[Contour annotation records]

__________________________________________________

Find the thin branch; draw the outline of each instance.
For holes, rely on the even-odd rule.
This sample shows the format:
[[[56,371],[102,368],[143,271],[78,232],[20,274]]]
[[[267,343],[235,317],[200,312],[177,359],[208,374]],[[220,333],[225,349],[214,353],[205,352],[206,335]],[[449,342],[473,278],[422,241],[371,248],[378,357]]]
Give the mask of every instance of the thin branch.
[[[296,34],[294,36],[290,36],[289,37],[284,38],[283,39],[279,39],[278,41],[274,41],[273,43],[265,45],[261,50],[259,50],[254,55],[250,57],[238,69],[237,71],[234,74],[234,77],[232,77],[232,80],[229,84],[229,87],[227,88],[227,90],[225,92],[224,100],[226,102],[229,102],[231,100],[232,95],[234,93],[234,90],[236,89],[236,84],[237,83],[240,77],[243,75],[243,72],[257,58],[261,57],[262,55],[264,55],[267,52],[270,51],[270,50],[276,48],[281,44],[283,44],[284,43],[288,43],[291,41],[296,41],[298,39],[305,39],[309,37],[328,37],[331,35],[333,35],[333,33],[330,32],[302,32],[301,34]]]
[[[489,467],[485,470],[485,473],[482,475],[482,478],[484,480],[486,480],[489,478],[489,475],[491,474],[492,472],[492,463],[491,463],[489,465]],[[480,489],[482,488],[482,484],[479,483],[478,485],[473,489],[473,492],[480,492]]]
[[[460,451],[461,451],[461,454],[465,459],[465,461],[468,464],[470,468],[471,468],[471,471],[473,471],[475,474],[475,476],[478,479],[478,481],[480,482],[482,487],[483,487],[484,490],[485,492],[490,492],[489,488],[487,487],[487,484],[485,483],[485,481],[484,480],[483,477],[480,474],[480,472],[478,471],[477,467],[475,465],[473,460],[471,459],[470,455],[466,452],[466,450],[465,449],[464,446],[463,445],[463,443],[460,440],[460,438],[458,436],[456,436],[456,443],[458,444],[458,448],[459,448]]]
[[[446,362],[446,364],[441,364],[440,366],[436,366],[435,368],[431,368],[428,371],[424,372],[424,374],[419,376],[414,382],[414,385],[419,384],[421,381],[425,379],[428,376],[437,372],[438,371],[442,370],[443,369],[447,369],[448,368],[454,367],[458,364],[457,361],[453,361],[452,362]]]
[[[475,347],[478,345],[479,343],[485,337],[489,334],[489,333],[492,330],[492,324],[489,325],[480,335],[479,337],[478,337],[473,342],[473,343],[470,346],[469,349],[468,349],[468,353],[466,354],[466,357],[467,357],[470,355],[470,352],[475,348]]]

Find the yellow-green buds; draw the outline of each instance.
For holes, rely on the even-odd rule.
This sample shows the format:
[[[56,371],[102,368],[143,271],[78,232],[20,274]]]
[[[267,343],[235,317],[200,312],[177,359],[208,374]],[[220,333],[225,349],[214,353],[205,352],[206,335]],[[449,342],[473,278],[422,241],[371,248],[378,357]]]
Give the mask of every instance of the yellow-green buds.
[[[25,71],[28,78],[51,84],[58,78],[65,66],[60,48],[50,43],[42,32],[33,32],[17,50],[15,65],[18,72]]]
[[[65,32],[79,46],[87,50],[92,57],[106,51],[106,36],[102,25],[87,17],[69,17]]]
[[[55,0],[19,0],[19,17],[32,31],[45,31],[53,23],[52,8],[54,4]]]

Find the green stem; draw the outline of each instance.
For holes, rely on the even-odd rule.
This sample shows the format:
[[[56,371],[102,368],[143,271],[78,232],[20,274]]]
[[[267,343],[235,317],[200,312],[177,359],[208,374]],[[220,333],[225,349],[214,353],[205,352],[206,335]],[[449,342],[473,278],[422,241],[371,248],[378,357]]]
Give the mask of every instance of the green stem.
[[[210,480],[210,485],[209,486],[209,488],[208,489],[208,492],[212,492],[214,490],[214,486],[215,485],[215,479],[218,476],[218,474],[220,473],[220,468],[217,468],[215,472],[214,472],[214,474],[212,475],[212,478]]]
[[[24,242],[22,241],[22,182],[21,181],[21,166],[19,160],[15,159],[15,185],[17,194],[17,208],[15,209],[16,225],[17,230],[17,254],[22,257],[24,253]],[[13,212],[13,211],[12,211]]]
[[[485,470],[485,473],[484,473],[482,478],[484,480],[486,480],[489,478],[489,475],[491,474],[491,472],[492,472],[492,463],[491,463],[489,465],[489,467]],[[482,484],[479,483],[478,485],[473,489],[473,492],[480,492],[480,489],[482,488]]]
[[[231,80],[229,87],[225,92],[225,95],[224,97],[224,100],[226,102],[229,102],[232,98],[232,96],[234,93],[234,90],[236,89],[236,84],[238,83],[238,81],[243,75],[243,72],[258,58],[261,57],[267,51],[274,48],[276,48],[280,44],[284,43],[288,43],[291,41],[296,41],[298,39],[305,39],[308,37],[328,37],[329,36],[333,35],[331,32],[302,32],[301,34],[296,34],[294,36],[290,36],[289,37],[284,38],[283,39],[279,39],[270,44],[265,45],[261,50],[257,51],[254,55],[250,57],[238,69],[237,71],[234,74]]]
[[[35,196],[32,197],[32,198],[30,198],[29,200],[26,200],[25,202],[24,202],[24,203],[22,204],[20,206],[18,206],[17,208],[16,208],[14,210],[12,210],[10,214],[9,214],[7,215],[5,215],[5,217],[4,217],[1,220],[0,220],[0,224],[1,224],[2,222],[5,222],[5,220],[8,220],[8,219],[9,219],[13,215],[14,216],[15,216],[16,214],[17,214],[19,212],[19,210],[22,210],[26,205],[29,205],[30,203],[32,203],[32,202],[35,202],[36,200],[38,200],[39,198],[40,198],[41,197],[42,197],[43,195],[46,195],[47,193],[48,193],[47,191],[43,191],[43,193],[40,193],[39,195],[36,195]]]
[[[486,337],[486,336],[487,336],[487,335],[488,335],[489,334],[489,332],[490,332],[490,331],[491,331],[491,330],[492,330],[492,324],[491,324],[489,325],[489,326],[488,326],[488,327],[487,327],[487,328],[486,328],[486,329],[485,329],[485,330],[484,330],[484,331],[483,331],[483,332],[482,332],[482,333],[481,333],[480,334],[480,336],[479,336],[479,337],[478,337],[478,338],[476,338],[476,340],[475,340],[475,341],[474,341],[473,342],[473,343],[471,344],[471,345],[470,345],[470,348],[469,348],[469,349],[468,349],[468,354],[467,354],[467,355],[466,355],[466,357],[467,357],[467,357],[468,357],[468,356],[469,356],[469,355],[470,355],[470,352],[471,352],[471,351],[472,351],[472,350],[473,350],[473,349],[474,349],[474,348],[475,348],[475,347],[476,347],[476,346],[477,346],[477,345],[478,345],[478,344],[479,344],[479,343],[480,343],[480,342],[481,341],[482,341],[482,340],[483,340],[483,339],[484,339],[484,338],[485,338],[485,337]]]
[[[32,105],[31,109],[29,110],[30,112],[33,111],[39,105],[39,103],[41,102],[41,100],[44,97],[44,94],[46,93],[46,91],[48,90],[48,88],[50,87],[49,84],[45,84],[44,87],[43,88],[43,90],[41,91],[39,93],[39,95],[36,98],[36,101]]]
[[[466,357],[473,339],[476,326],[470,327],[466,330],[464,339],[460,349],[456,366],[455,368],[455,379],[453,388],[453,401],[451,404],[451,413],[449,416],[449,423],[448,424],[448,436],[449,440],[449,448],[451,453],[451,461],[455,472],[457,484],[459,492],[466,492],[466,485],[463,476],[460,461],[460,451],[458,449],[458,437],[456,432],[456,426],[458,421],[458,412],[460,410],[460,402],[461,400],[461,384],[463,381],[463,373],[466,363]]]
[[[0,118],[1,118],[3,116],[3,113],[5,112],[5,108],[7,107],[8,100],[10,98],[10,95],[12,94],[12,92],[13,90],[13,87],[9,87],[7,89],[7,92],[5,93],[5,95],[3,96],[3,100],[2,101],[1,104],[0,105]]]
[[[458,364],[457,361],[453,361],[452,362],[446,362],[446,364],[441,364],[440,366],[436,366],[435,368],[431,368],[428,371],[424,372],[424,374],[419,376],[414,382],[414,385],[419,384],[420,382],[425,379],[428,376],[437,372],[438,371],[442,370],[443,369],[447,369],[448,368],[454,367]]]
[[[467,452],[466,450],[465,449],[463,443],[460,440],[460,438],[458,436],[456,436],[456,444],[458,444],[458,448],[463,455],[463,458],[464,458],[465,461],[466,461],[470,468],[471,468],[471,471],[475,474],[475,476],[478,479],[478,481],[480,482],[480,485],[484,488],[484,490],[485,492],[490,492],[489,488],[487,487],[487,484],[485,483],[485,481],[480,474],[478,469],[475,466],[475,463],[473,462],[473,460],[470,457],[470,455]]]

__________________________________________________

● **WORK TO DO**: Reproduce everything from the line containing "Find the yellow-green" down to the line containing "[[[55,0],[19,0],[19,17],[32,31],[45,31],[53,23],[52,8],[54,4]]]", keeping both of those lines and changing nothing.

● **OUTPUT BELOW**:
Find the yellow-green buds; draw the outline of each instance.
For holes, rely on the even-odd rule.
This sample shows the format:
[[[56,371],[102,368],[143,271],[78,232],[20,274]]]
[[[267,343],[235,317],[200,312],[177,359],[208,374]],[[220,333],[225,349],[214,353],[205,352],[206,335]],[[449,342],[473,278],[422,241],[371,248],[378,357]]]
Give the mask of every instance of the yellow-green buds.
[[[25,71],[28,78],[51,84],[58,78],[65,66],[60,48],[50,43],[42,32],[33,32],[17,50],[15,65],[18,72]]]
[[[65,32],[79,46],[87,50],[92,57],[106,51],[106,36],[102,25],[87,17],[69,17]]]
[[[55,0],[19,0],[19,17],[32,31],[45,31],[53,23],[52,8],[54,4]]]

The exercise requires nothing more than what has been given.